EXERCISE DETAILS -
In the listing below, find every line containing "dataset" and copy it out.

TASK MATERIAL -
_ _ _ _ _
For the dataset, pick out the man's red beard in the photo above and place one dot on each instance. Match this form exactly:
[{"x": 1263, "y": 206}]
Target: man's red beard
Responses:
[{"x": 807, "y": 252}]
_ _ _ _ _
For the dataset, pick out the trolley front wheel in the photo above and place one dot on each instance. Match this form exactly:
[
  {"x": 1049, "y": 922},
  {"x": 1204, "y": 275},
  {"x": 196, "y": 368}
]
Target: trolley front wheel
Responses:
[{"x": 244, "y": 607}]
_ _ _ _ _
RESPONSE FOR THIS EXERCISE -
For the dataset, pick out the man's red beard in the photo above and place one dot on each instance. Match this form exactly:
For the dataset, pick out the trolley front wheel in the photo above and place one dot on each instance. Match this form exactly:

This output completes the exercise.